■ WHAT TO PRODUCE:
Reproduce every line of the records from the line containing "like x=681, y=41." through the line containing "x=241, y=85", both ends included, and nothing beyond that range. Scale only the answer coordinates by multiplying them by 0.25 and rounding to whole numbers with halves going up, and leave every other line as it stands.

*** LISTED ENTRIES ***

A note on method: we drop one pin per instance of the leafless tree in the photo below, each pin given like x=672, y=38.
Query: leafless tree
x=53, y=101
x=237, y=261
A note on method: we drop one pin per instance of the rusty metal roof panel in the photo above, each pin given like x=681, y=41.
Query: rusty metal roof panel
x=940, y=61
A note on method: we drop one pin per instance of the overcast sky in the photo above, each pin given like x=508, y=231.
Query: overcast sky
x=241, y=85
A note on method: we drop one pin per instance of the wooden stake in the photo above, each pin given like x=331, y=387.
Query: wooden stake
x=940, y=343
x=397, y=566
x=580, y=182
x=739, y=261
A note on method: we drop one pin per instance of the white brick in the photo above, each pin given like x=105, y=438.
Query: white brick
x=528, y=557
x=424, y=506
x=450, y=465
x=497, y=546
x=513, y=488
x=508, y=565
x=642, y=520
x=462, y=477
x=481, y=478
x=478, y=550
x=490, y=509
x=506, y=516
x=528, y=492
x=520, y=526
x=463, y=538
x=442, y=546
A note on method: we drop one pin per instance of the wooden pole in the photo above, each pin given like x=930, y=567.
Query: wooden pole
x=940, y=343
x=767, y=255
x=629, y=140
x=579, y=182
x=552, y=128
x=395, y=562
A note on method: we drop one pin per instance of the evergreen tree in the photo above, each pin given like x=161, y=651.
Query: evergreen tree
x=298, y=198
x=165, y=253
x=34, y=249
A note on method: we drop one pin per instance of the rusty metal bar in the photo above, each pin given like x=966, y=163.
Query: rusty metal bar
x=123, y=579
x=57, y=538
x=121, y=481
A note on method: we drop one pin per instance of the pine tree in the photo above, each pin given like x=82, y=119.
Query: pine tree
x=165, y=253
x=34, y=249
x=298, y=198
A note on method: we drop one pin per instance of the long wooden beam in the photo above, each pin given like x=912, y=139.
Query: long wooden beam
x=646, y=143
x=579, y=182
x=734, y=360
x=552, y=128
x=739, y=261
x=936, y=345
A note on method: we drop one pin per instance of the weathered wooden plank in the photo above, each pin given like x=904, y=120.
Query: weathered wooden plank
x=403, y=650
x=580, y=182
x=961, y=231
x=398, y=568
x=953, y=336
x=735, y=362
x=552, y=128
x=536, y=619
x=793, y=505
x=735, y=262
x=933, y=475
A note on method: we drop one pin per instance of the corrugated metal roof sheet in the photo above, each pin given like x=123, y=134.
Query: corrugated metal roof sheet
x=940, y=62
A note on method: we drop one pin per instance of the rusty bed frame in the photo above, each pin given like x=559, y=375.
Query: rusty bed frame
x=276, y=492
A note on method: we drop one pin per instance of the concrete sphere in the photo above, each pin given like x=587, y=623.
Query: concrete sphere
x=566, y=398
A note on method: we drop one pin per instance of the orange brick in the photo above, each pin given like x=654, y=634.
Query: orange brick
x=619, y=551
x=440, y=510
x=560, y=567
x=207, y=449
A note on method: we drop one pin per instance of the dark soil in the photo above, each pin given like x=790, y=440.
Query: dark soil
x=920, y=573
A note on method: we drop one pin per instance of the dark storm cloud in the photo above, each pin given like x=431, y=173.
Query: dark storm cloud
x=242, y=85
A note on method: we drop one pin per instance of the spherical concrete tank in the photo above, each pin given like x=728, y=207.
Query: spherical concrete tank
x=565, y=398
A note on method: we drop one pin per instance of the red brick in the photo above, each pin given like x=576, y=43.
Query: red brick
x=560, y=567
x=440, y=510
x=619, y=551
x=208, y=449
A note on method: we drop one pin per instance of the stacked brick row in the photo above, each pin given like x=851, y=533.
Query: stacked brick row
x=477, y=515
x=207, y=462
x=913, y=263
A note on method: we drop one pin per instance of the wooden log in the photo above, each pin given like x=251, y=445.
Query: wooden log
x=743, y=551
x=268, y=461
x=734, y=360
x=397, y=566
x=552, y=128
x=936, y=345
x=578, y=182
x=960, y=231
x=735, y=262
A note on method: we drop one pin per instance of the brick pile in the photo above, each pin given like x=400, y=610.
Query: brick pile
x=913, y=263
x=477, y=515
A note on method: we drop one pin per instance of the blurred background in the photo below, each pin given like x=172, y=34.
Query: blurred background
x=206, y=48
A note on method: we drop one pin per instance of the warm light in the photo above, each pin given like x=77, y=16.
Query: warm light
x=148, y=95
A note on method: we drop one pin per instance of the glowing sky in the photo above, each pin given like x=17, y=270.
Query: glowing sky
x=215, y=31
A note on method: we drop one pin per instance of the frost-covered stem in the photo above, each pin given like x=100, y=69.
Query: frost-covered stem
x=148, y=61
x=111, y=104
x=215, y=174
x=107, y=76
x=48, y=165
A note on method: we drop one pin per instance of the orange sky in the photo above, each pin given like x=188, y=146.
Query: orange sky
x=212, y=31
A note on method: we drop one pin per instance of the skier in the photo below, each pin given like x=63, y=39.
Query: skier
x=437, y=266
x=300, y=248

***

■ CORRECT ANSWER:
A note on method: we drop one pin per instance of the rusty metal roof panel in the photo above, each pin given like x=681, y=41.
Query: rusty metal roof panel
x=235, y=15
A note on method: we drop one pin per instance of the overcast sky in the photo above, each pin given like x=508, y=231.
Query: overcast sky
x=60, y=21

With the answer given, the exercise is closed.